The public API is the best route for a custom app, Next.js site, WordPress integration or venue microsite that needs to render Quiteful menu data with its own front end. OpenAPI reference is available at /api/documentation.

Recommended app flow

  1. Use API Tokens in the backend to create a token and copy the Vercel environment block.
  2. Fetch /api/v1/locations/{location}/menus to get the menu list, default menu, venue details, theme settings, filters, legend and public URLs.
  3. Use meta.default_menu_uuid or meta.default_menu_slug to open the correct menu by default when a venue has multiple menus.
  4. Fetch /api/v1/menus/{menu}/items for the render-ready section structure and recipe payloads.
  5. For an outage-resilient website, read the menu's public_urls.snapshot_manifest, fetch its immutable menu.json artifact, and retain the last checksum-valid payload whenever a refresh fails.
  6. Fetch /api/v1/locations/{location}/allergens for the combined allergen and nutritional information page; nutrition is exposed as a view/tab there rather than a separate navigation item.

Menu sections and ordering

  • custom_class is available on sections and menu item/group entries. It is sanitised and intended for stable styling hooks such as a branded hot drinks section.
  • availability.windows[].start_source and end_source can use location_open or location_close. A breakfast section can therefore start from the venue opening time and end at 12:00.
  • availability.unavailable_behavior=disabled means keep the section visible and keep item modals openable for allergens, ingredients and nutrition.
  • ordering_enabled=false is the field apps should use to disable order buttons after a cutoff. Do not hide allergen or nutrition details just because ordering is disabled.
  • The optional at query parameter on menu endpoints resolves availability for a specific date/time, which is useful for previews and automated tests.

Recipes, modifiers and compliance

  • Recipes include allergens, nutrition, dietary_info, beverage metadata and modifier_groups when loaded.
  • Modifier options linked to add-on recipes expose the linked recipe's allergens, dietary flags and nutrition. Missing nutrition is returned empty and should be treated as incomplete, not estimated by the app.
  • Modifier presentation controls are global, not Sutton-specific. Use dietary_pill_display as inline, tooltip or hidden; use dietary_pill_label_style as code or full; use dietary_tooltip_label_style as full or code. These fields can be set on a modifier group and overridden per option.
  • Custom allergens from team settings and recipe data appear in filter_schema.custom_allergens for menu, allergen and nutrition endpoints.
  • Beer, wine and spirits are distinct drink recipes. Use beverage metadata such as type, ABV and volume to group or format them on the front end.
  • Menu terms and conditions appear in endpoint metadata as menu_terms_conditions and has_menu_terms_conditions. Show a link or modal when the flag is true.

Venue links

Location payloads include public contact fields and map data. Front ends should render email as mailto:, phone as tel:, and address using google_maps_link when present.

QUITEFUL_API_TOKEN=your_token_here
QUITEFUL_API_BASE_URL=https://quiteful.com/api/v1
QUITEFUL_TENANT_SLUG=your-tenant
QUITEFUL_MAIN_MENU_UUID=menu-uuid
NEXT_PUBLIC_SITE_URL=https://your-site.vercel.app
NEXT_PUBLIC_QUITEFUL_MENU_URL=https://quiteful.com/your-tenant/your-location/menu

Digital signage

Digital signage has two parts: Slide Builder creates playlists, and Devices pairs physical screens to those playlists.

  1. Create a playlist with menus, announcements, images or videos.

○ ○ ○

• EXERCISE TASK 1: In the API documentation excerpt, where is the OpenAPI reference available?

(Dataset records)
○ ○ ○

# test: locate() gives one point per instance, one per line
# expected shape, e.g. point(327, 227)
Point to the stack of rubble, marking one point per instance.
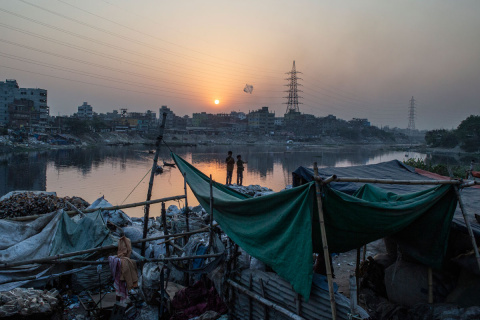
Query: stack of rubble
point(22, 302)
point(253, 190)
point(33, 203)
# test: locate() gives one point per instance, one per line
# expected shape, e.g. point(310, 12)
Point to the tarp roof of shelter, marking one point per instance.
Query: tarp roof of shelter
point(282, 230)
point(396, 170)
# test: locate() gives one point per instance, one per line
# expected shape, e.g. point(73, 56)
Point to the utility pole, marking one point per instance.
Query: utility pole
point(150, 184)
point(411, 115)
point(292, 103)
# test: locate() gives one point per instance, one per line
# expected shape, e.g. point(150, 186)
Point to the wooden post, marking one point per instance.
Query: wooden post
point(250, 302)
point(357, 272)
point(165, 229)
point(326, 254)
point(150, 184)
point(210, 243)
point(265, 309)
point(186, 202)
point(430, 285)
point(469, 227)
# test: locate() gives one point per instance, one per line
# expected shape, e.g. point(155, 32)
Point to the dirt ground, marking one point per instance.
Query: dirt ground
point(344, 264)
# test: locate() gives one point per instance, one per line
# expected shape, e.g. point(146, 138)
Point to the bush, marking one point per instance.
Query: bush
point(441, 169)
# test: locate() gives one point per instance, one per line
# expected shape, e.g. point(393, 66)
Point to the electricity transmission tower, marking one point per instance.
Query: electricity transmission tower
point(292, 104)
point(411, 115)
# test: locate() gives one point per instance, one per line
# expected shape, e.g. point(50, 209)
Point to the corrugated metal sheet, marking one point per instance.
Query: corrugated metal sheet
point(280, 292)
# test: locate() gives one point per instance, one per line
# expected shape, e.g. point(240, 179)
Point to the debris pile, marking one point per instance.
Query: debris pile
point(23, 302)
point(253, 190)
point(30, 203)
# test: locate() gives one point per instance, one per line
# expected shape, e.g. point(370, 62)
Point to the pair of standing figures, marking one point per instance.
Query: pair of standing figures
point(231, 164)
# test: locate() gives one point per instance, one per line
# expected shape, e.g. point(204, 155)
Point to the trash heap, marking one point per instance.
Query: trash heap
point(21, 302)
point(33, 203)
point(253, 190)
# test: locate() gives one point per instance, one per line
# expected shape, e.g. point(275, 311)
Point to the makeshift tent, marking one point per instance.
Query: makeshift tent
point(282, 230)
point(51, 234)
point(396, 170)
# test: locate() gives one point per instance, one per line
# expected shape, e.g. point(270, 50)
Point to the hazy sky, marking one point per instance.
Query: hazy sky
point(357, 58)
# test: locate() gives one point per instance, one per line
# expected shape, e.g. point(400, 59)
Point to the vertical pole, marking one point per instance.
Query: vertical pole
point(165, 230)
point(250, 303)
point(150, 184)
point(467, 223)
point(186, 201)
point(357, 271)
point(325, 245)
point(210, 243)
point(430, 285)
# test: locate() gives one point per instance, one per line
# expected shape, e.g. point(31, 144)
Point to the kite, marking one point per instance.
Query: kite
point(248, 89)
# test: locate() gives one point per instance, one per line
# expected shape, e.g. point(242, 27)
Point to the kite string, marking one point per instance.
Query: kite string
point(136, 185)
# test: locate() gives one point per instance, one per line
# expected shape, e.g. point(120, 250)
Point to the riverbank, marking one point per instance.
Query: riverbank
point(69, 141)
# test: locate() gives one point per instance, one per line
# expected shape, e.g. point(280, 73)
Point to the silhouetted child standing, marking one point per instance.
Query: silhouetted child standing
point(240, 169)
point(230, 164)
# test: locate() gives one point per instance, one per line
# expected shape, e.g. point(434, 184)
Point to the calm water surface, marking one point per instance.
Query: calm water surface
point(114, 172)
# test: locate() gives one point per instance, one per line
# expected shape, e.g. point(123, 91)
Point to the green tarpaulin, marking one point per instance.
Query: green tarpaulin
point(277, 228)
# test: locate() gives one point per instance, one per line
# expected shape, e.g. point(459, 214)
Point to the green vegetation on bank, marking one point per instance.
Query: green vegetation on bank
point(442, 169)
point(467, 136)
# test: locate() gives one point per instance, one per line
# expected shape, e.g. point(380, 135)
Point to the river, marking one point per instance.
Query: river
point(117, 172)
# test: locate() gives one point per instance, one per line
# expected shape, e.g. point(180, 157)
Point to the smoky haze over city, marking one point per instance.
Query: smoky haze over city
point(359, 59)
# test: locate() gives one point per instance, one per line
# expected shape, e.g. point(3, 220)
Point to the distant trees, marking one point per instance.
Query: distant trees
point(441, 138)
point(467, 135)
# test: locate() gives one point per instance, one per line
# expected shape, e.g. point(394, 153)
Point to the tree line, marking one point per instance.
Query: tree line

○ ○ ○

• EXERCISE TASK 2: Show each line of the records that contains the word "tower".

• EXERCISE ANSWER 1: At /api/documentation.

• EXERCISE ANSWER 2:
Point to the electricity transmission tower, marking one point per instance.
Query: electricity transmission tower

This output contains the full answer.